§ What you need to do
Please locate every line in the records that contains the word "spectator" and copy each one in full. Match case exactly.

** Start Records provided **

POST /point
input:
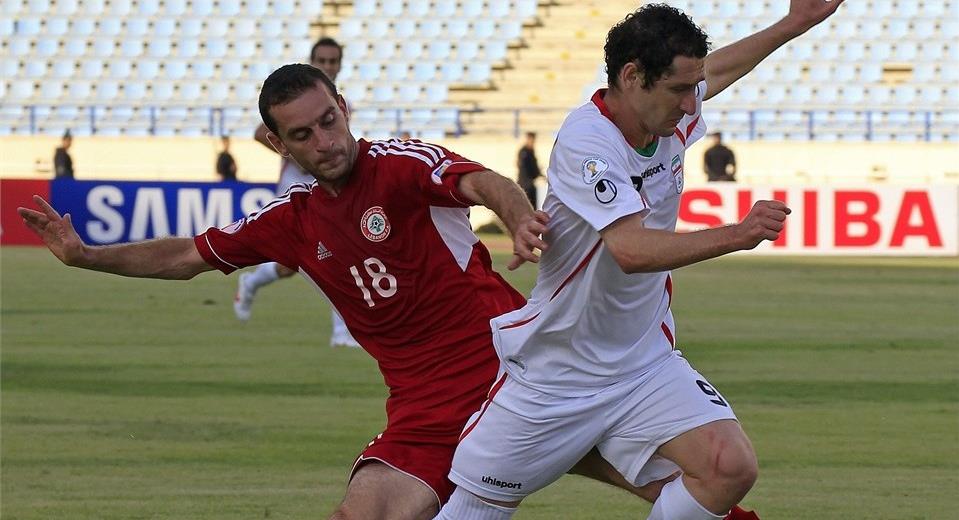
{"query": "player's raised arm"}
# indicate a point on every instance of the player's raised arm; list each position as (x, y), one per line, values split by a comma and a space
(726, 65)
(638, 249)
(167, 258)
(505, 198)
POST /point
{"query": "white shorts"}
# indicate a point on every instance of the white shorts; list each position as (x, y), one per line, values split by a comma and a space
(523, 439)
(292, 174)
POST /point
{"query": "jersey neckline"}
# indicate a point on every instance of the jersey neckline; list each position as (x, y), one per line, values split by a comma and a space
(598, 99)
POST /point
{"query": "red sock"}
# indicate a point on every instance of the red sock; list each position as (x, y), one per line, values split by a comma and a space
(738, 513)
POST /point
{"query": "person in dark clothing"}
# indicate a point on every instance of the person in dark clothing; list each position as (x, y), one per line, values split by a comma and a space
(225, 165)
(62, 163)
(720, 161)
(528, 168)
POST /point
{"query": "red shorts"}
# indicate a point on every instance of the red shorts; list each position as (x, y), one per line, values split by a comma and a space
(427, 462)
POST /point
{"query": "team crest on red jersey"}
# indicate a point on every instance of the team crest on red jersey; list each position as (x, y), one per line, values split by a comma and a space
(374, 224)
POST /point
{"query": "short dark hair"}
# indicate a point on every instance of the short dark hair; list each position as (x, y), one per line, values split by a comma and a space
(326, 41)
(653, 36)
(286, 84)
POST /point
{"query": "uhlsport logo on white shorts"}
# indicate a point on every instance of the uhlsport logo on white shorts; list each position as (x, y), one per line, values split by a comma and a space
(594, 168)
(374, 224)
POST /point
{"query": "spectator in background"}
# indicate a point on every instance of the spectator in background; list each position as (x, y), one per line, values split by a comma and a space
(720, 161)
(225, 165)
(62, 163)
(528, 168)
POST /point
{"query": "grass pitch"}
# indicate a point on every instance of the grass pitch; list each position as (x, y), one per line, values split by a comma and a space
(141, 399)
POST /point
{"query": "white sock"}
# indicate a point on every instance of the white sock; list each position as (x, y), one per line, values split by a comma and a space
(464, 505)
(264, 274)
(675, 503)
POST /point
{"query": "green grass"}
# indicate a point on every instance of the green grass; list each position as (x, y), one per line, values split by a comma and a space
(140, 399)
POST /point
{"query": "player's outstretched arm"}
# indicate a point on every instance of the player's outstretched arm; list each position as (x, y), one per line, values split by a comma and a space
(725, 66)
(638, 249)
(167, 258)
(505, 198)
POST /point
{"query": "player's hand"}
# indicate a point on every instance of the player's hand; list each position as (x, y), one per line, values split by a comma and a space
(764, 222)
(527, 239)
(806, 14)
(56, 232)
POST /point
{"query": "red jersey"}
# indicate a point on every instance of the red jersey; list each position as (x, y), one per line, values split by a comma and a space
(396, 256)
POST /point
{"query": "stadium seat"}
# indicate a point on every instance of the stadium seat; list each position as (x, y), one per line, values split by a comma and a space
(424, 71)
(495, 50)
(21, 89)
(243, 49)
(444, 9)
(484, 29)
(35, 69)
(430, 29)
(63, 69)
(246, 92)
(398, 71)
(467, 50)
(383, 50)
(136, 27)
(439, 50)
(419, 10)
(526, 9)
(436, 93)
(107, 91)
(18, 46)
(471, 8)
(56, 26)
(451, 72)
(120, 7)
(174, 69)
(161, 90)
(882, 8)
(284, 7)
(409, 93)
(217, 92)
(478, 72)
(369, 71)
(202, 8)
(215, 48)
(202, 69)
(9, 68)
(458, 29)
(134, 90)
(272, 49)
(231, 70)
(120, 69)
(383, 93)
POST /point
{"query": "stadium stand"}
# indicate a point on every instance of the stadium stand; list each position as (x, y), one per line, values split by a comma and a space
(884, 70)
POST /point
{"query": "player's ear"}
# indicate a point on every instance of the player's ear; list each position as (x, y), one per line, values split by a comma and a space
(630, 76)
(277, 144)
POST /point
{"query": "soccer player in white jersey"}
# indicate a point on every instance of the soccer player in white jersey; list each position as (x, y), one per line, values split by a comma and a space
(326, 55)
(592, 359)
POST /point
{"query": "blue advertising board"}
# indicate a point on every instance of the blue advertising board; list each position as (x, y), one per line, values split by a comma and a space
(108, 212)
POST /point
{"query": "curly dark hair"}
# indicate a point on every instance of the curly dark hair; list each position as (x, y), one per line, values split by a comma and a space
(286, 84)
(652, 36)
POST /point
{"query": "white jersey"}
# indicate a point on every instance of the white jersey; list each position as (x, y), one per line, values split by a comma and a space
(588, 324)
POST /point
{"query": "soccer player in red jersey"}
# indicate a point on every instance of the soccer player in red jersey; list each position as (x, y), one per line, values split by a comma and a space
(384, 234)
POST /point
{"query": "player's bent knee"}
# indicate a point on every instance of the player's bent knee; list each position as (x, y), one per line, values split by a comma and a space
(464, 505)
(735, 467)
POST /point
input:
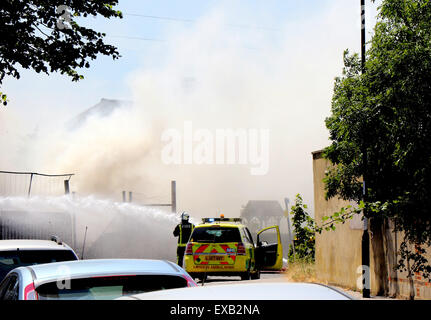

** End Records provided **

§ Solution for this task
{"query": "spectator in background"}
# indicate a point on every instance of the spectator in background; list each position as (x, y), one per line, values split by a comma and a space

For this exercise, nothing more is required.